** Start **
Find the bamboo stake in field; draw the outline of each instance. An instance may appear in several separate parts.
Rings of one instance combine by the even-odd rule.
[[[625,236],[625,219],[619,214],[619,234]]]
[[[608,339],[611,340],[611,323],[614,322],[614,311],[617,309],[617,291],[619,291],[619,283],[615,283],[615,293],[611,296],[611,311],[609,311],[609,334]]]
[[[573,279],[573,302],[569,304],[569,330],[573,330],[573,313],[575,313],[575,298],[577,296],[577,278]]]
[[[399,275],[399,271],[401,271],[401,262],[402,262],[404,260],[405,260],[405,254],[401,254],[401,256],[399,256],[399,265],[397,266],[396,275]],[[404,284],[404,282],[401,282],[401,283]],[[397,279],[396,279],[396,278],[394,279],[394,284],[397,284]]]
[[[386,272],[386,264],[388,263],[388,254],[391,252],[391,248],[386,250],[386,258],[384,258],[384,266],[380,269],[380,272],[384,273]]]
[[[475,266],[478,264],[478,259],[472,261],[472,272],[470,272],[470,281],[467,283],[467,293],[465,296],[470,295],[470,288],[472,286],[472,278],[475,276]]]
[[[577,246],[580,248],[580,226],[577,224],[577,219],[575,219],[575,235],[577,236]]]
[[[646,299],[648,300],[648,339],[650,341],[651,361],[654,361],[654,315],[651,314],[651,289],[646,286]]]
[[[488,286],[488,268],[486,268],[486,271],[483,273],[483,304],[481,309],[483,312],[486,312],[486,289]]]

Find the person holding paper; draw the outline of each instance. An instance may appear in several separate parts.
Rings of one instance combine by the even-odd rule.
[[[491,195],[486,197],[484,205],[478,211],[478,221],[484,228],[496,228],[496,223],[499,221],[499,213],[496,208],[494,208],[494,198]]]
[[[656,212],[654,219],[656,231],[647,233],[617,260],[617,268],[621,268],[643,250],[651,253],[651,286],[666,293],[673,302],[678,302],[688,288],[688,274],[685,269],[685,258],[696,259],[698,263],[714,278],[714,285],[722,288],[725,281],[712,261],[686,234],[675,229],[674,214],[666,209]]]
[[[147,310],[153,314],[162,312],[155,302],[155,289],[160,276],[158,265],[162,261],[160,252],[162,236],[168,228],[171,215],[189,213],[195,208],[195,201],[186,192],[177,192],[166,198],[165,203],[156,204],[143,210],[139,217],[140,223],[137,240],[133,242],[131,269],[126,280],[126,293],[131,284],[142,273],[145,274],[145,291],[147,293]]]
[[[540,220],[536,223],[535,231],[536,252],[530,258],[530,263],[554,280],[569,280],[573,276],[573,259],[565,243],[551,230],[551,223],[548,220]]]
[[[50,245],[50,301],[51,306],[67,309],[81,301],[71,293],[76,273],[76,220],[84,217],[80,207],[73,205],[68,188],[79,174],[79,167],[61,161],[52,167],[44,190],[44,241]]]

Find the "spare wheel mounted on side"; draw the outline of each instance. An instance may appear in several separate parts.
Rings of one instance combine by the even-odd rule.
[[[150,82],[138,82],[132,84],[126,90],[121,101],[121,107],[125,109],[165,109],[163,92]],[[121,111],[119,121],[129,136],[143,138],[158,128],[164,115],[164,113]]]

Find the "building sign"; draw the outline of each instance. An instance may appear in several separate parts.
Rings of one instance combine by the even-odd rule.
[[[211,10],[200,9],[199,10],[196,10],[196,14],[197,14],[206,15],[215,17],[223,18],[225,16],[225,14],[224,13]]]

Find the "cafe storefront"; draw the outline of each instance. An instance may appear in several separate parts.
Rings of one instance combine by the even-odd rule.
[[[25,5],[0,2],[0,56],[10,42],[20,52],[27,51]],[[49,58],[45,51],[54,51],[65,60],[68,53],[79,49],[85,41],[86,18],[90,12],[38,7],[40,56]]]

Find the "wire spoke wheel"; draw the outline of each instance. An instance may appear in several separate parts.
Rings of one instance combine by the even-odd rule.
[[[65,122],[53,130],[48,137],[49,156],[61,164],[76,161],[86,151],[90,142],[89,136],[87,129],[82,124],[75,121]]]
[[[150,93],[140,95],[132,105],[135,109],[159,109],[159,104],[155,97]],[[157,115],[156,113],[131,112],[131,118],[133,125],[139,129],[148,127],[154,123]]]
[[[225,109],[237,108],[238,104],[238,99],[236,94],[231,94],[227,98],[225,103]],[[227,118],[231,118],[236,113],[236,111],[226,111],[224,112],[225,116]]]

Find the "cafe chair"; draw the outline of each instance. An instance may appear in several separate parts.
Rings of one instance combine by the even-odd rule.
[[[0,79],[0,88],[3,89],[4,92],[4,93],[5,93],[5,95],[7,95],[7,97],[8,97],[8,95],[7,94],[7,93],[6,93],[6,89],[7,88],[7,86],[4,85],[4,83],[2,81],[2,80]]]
** End **
DIRECTIVE - Print again the material above, limited to the lines from the one holding "wheel mounted on" through the last, inclusive.

RESULT BELOW -
Find the "spare wheel mounted on side"; draw the outline of each instance. An instance may appear in several separate parts.
Rings of one instance combine by the even-odd rule.
[[[150,82],[138,82],[132,84],[126,90],[121,101],[121,107],[125,109],[165,109],[163,92]],[[121,111],[119,121],[129,136],[143,138],[158,128],[164,115],[164,113]]]

Find the "building sign"; draw the outline of each instance. An instance may appear in several separate parts.
Rings of one instance combine by the even-odd rule.
[[[211,10],[200,9],[199,10],[196,10],[196,14],[197,14],[206,15],[215,17],[223,18],[225,16],[225,14],[224,13]]]

Find the "cafe storefront"; draw the outline of each instance. An instance may appear in several separate parts.
Rings of one instance combine by the even-odd rule.
[[[25,5],[0,2],[0,56],[10,42],[20,52],[27,51]],[[49,58],[45,51],[54,51],[65,60],[68,53],[79,49],[85,41],[86,18],[90,12],[38,7],[40,56]]]

Find the "wire spoke wheel"; draw the outline of each instance. An instance may appear in several separate parts.
Rings of one instance combine by the even-odd rule.
[[[65,122],[53,130],[48,137],[49,156],[61,164],[76,161],[86,151],[90,142],[89,136],[87,129],[82,124],[75,121]]]
[[[150,93],[140,95],[132,105],[135,109],[159,109],[159,104],[155,97]],[[157,115],[156,113],[131,112],[131,118],[133,125],[139,129],[148,127],[154,123]]]
[[[225,109],[237,108],[238,104],[238,99],[236,94],[231,94],[227,98],[225,103]],[[227,118],[231,118],[236,113],[236,111],[226,111],[224,112],[225,116]]]

Find the "cafe chair"; draw the outline of each instance. An instance may appear in several separate parts.
Rings of one instance combine by the even-odd rule.
[[[0,79],[0,88],[3,89],[4,92],[4,93],[5,93],[5,95],[7,95],[7,97],[8,97],[8,95],[7,94],[7,93],[6,93],[6,89],[7,88],[7,86],[4,85],[4,83],[2,81],[2,80]]]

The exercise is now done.